* What is being asked
Lines holding the string "mountain" are the ones to copy from this listing.

* Source material
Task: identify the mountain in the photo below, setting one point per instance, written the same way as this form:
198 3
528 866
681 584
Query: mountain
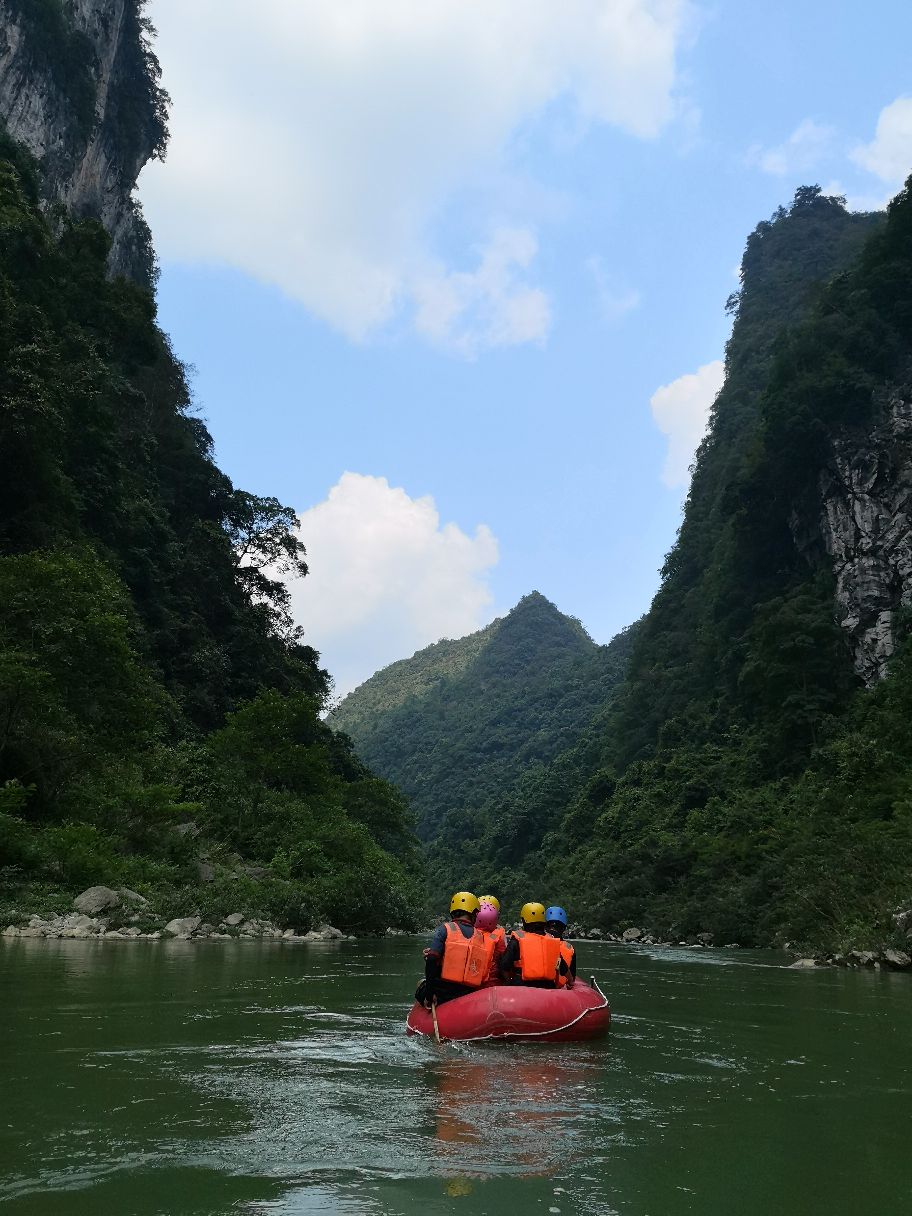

* Reply
Task: identify the mountain in the photo below, setting one point per instance, written the same way as this form:
Query: mountain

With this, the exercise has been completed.